━━ SOURCE EXCERPT ━━

Blerim Destani is an Albanian Macedonian actor and producer. He is best known for his roles in Time of the Comet and Dossier K.

Biography 
Destani was born in Stolberg near Aachen, West Germany. He spent his childhood in Tetovo, North Macedonia. His family is Albanian. Destani has lived and worked in Germany and Macedonia for the last ten years.

Career
Full of ambition, he has been pursuing his goal, dedicating his time and energy to the topics of film and acting. At 14 years of age, he made his acting debut in the Albanian TV film Atje ku nuk lind dielli (Where the sun doesn't rise). While producing short documentaries, he began taking acting classes in England.

In 2004, Blerim was offered his first major role in a film. He attracted significant public attention in Southeast Europe by playing the part of the main character "Beni" in the Kosovar TV production Metropolet (director: Sunaj Raca). The action-packed coming-of-age drama Metropolet deals with the fate of the young Albanian boy Beni, who is hoping to attain financial wealth in Germany within a short time. In order to achieve this target, he abandons his family and friends and hooks up with the gangster Musa. However, the plan does not work out and Beni ends up in prison. Reformed by several years' imprisonment, Beni realises that it is not that easy to leave the past behind ...

━━━

■ **TASK INSTRUCTIONS**:
[a] Answer each question about the Blerim Destani biography on its own line, labeled (i), (ii), (iii).
(i) In which town was Destani born?
(ii) At what age did he make his acting debut, and in which TV film?
(iii) Who directed the Kosovar TV production Metropolet?
[b] Pick up the Blerim Destani biography after its final sentence and extend it in the same register.

━━ RECORD SET ━━

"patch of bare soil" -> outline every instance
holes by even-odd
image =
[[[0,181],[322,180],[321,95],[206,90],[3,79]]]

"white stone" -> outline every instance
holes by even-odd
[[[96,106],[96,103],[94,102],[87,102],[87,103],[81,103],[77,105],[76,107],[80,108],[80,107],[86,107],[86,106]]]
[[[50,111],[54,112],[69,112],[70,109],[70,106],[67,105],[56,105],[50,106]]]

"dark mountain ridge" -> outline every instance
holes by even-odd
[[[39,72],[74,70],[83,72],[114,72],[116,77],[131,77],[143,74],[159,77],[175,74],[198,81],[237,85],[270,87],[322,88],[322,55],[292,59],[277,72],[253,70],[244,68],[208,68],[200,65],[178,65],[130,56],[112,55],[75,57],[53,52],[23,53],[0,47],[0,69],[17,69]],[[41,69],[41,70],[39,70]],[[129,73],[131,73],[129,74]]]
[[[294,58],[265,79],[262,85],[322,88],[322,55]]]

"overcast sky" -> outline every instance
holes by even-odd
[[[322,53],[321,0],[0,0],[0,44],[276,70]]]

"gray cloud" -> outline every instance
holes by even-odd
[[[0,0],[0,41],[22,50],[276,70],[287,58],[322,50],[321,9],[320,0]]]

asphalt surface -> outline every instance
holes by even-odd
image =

━━━

■ **REPLIES**:
[a]
(i) Stolberg, near Aachen, West Germany.
(ii) At 14, in the Albanian TV film Atje ku nuk lind dielli (Where the sun doesn't rise).
(iii) Sunaj Raca.

[b]
The successful cooperation with the well-known director Sunaj Raca was continued in 2005 in the motion picture Kosova - Desperate Search. The film recounts the repercussions and effects of the Kosovar war on the Albanian population. Ethnic cleansings and other atrocities mentally and physically destroyed the people. The entwined destinies of individual persons and families from various geographic regions and social classes are the basis of a closely interconnected storyline. Families are not only looking for their missing children, but also for new hope and perspectives. In this film, Blerim very impressively impersonates the complex character of a man who needs to prove his qualities as a soldier, a husband and a father.

However, Blerim is not just an actor - ha takes a broad interest in all aspects of filmmaking and has already gained some experience in the fields of directing and producing. He was the associate producer of the internationally successful Macedonian cinema production The Great Water (directed by Ivo Trajkov) shot in 2004. In 2005, The Great Water was shown at many renowned festivals and received a number of awards.

Blerim is currently continuing his professional training to be an actor by taking elocution lessons in order to further upgrade his abilities and prepare for new international film projects in 2006.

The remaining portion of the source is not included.